▶ Action item: Arrange as a numbered list everything from the start of the lines below down to and including the line containing "133L136 141L138 133L132", omitting blank lines and pictures.

[Source lines]
======

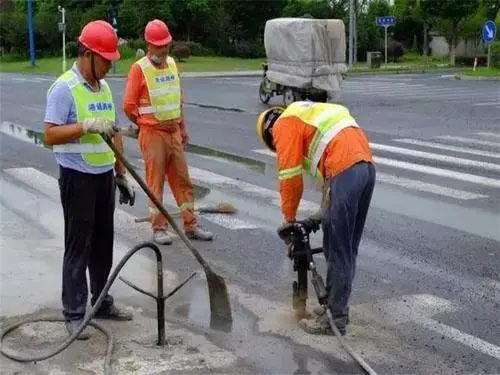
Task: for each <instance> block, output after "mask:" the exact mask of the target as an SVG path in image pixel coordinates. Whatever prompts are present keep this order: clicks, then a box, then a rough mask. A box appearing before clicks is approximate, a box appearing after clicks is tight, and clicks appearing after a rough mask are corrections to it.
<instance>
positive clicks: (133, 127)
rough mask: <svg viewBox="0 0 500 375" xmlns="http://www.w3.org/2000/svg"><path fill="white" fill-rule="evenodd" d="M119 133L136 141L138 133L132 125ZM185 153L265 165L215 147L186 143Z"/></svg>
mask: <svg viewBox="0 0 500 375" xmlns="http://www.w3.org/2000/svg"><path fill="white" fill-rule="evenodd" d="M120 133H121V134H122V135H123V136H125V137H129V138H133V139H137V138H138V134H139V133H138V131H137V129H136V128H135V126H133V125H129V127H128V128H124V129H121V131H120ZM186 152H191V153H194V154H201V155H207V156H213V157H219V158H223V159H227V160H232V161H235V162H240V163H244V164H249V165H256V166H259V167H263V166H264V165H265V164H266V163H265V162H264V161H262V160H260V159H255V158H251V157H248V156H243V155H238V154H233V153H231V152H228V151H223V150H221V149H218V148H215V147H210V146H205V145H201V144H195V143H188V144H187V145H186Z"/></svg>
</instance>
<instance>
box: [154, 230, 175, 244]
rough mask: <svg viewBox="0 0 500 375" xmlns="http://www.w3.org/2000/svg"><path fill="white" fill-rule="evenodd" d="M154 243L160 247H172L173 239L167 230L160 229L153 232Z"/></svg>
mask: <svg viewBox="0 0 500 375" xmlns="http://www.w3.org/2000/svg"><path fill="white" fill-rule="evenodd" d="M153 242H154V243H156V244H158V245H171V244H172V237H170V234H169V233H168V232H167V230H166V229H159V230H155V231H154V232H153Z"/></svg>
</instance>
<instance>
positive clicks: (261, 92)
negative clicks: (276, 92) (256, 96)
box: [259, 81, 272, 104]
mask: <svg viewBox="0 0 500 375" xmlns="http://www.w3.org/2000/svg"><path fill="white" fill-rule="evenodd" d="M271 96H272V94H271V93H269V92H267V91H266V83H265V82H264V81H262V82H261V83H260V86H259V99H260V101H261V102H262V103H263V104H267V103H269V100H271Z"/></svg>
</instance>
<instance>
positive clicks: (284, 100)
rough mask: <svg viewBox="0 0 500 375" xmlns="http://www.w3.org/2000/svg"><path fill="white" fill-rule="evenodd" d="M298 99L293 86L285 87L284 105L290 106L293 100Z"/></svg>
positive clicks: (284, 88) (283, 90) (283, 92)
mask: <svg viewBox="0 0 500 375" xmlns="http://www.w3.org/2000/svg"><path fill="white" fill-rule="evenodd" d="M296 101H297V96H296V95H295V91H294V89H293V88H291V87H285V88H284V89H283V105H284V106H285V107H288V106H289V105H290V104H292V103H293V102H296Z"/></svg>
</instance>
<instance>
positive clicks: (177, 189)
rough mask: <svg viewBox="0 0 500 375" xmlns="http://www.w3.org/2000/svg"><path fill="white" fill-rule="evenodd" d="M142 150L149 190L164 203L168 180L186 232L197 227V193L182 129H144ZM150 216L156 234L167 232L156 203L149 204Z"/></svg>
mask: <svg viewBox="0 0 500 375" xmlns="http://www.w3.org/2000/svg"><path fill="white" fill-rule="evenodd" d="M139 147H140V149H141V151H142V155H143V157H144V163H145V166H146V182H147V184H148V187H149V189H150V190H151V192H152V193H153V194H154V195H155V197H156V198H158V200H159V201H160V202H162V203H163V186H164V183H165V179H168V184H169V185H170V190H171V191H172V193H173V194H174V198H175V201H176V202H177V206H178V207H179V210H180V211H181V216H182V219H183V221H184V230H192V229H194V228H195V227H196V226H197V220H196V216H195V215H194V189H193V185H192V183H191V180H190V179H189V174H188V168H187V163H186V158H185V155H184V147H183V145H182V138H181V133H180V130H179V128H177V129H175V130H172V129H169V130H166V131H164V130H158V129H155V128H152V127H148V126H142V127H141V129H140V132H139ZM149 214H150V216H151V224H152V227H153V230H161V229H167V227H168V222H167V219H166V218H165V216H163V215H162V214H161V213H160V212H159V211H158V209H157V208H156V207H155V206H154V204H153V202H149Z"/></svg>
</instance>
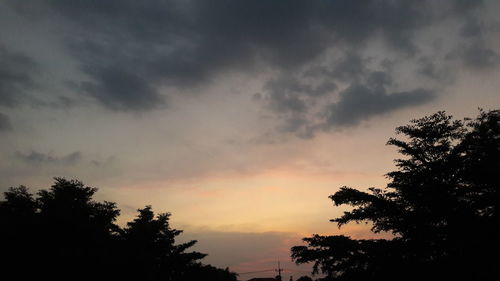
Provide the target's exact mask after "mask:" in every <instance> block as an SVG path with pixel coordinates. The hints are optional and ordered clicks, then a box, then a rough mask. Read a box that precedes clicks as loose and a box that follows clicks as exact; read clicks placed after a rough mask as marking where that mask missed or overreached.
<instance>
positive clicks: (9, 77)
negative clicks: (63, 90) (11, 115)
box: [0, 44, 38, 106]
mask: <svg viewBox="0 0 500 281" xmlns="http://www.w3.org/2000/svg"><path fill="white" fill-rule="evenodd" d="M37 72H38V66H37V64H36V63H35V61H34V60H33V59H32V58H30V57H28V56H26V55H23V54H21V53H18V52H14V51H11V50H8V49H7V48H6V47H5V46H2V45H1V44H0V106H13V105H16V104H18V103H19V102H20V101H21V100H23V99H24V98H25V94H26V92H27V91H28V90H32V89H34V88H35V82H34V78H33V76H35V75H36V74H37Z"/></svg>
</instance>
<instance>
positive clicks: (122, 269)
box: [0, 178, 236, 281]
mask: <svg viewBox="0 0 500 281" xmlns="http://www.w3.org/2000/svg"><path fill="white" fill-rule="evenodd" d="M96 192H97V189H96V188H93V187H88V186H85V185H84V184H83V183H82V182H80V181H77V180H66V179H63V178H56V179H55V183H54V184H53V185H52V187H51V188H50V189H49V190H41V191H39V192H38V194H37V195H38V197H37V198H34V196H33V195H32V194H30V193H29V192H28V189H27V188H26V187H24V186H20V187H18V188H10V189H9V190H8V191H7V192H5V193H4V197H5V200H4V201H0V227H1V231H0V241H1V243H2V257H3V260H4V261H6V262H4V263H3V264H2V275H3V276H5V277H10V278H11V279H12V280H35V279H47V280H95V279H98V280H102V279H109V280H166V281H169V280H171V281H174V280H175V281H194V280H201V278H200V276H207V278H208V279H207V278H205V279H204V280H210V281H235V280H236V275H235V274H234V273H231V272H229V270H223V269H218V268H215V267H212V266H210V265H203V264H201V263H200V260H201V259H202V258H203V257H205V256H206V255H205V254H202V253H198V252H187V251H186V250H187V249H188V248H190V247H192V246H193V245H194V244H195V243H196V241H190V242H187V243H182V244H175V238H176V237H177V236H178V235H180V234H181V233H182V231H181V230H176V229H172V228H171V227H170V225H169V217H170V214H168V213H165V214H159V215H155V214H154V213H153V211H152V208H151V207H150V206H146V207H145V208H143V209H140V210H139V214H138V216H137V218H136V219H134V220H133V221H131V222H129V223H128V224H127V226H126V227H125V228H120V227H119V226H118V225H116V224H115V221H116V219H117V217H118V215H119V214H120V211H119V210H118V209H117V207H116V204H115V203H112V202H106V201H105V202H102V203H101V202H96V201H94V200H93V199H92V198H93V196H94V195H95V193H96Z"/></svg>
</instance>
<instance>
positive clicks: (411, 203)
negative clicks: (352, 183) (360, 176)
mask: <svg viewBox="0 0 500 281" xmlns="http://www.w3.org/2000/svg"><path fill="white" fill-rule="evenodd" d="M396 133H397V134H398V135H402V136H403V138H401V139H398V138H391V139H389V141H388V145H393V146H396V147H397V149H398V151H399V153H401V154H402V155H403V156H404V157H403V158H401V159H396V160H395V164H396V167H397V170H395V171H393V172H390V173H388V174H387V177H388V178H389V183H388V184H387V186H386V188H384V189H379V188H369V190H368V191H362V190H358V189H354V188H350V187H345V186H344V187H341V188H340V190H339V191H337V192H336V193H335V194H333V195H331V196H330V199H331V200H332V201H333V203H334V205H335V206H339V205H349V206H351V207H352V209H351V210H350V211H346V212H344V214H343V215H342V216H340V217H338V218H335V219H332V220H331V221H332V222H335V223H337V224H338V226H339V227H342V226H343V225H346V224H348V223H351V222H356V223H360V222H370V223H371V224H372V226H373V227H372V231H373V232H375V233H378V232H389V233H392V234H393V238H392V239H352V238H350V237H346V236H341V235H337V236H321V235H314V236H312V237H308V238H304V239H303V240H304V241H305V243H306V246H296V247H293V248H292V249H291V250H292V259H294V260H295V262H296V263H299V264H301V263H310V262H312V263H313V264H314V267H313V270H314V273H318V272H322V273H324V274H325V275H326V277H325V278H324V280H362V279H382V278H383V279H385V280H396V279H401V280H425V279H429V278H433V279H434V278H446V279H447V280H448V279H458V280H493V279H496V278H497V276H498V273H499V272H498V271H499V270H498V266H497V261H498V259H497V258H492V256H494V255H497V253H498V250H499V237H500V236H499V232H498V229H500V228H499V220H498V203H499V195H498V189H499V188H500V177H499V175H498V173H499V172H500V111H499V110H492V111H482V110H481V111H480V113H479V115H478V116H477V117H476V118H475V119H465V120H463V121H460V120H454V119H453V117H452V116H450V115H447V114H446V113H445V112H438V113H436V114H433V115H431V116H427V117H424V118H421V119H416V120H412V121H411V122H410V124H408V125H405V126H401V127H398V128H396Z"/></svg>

======

▶ Output:
1. Task: for each <instance> block, output after "mask:" the exact mask of the target as an SVG path in image pixel coordinates. Whatever prompts are present keep this order: clicks, then a box, then a rough mask. A box appearing before clicks is approximate, a box appearing after clicks is tight, and clicks appearing after a rough mask are corrections to it.
2. <instance>
3. positive clicks: (133, 127)
4. rough mask: <svg viewBox="0 0 500 375" xmlns="http://www.w3.org/2000/svg"><path fill="white" fill-rule="evenodd" d="M119 133L136 141L138 133L132 125ZM185 153L265 165L215 147L186 143Z"/></svg>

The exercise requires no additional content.